### What you have to do
Reproduce all of the lines below, including the requests, but scale every pixel coordinate in the answers by 0.25, rounding to whole numbers with halves rounded up. Leave out the pictures.

### Supplied data
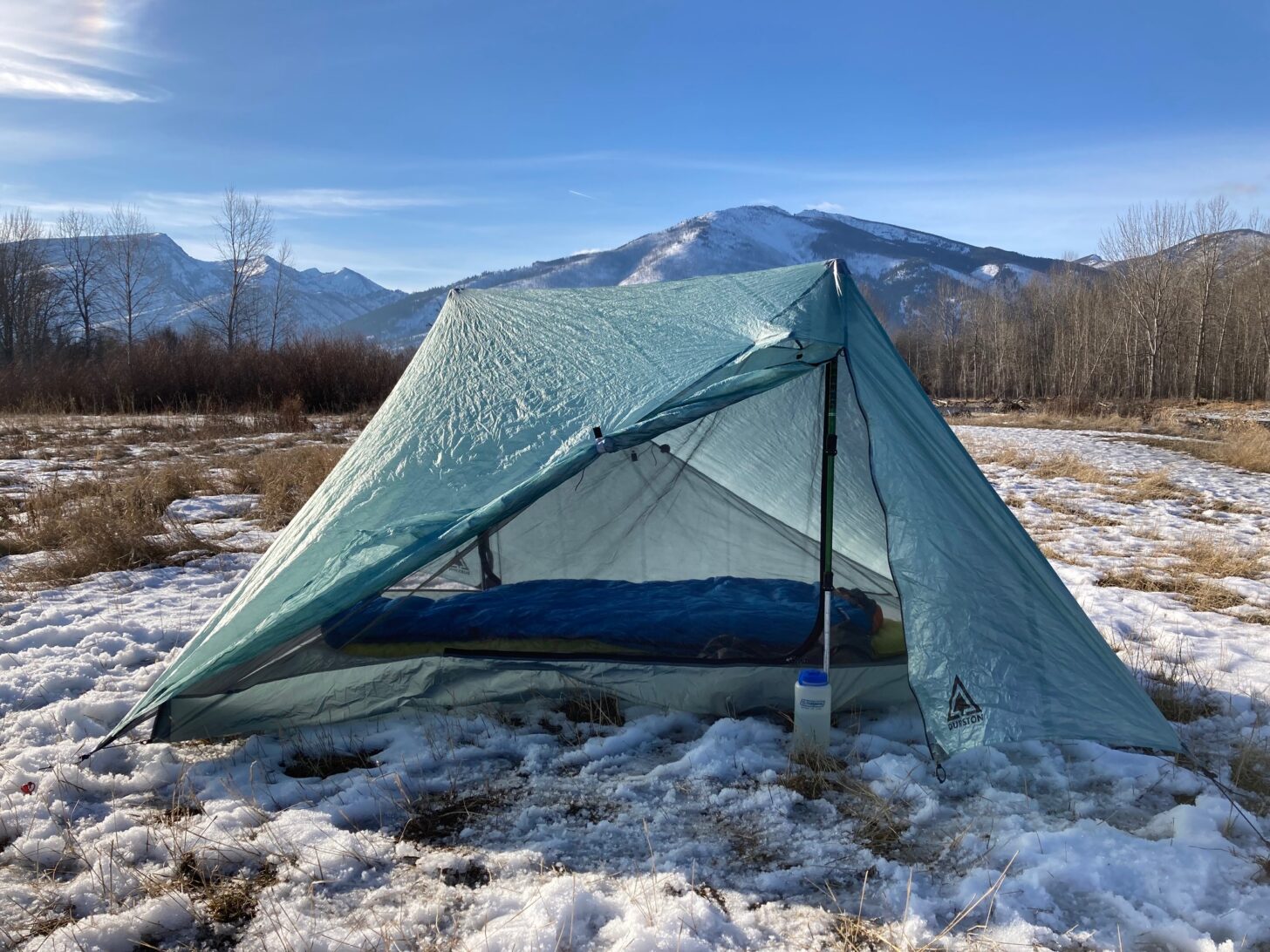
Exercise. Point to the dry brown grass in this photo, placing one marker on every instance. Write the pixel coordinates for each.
(1199, 593)
(226, 901)
(1055, 420)
(284, 479)
(1014, 457)
(1217, 559)
(1244, 445)
(1069, 466)
(109, 520)
(1157, 484)
(879, 823)
(1047, 466)
(1074, 509)
(1250, 771)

### Task response
Exercise. Point to the dry brown grass in this photo, placing one marker on every instance. Write the pixel coordinates for each.
(300, 148)
(57, 225)
(264, 105)
(71, 120)
(254, 114)
(304, 140)
(311, 111)
(267, 117)
(27, 130)
(289, 121)
(220, 206)
(262, 117)
(269, 127)
(313, 193)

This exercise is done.